> [EXERCISE DETAILS]:
Find each line in the items below that contains the word "spot" and copy those lines out in full.
▶
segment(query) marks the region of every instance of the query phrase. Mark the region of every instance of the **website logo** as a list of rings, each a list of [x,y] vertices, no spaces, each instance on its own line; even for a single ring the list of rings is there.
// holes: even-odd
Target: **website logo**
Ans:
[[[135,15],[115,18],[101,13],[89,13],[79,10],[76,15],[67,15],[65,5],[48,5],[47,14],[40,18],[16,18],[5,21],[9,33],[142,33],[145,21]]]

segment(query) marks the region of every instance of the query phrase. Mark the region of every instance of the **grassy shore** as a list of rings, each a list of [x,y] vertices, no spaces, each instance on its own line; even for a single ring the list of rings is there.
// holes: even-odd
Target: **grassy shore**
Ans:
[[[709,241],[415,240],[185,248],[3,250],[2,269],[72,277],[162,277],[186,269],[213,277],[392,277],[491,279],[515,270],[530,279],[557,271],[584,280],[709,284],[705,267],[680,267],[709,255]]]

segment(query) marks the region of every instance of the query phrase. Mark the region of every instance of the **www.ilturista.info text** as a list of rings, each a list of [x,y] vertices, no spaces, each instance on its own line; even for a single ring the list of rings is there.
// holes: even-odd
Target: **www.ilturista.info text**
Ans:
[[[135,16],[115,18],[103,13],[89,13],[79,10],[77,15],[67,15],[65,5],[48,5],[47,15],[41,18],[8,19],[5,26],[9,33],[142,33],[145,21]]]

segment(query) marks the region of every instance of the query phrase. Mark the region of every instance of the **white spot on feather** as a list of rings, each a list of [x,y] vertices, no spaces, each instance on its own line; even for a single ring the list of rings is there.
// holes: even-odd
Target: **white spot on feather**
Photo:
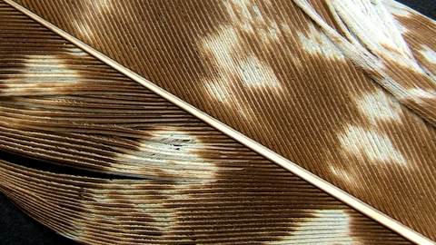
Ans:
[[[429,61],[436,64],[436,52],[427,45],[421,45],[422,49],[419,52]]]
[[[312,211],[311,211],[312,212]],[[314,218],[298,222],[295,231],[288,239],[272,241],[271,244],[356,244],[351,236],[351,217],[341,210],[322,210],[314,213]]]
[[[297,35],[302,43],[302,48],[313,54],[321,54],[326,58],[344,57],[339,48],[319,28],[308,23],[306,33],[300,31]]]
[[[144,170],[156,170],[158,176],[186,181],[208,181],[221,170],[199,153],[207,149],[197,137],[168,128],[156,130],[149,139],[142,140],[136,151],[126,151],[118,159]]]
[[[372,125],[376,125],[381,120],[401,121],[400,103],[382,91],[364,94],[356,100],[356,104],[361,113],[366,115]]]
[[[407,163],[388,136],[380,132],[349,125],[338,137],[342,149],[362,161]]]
◀
> [FINAL RESULT]:
segment(query) marks the region of every instance of the query phrase. Mark the region of every instance of the **white spot on feather** as a list of rings, each a list of [x,y] vertices, no spaces, each instance on its own line; even for a single ring the list of rings is there.
Target: **white spot on feather**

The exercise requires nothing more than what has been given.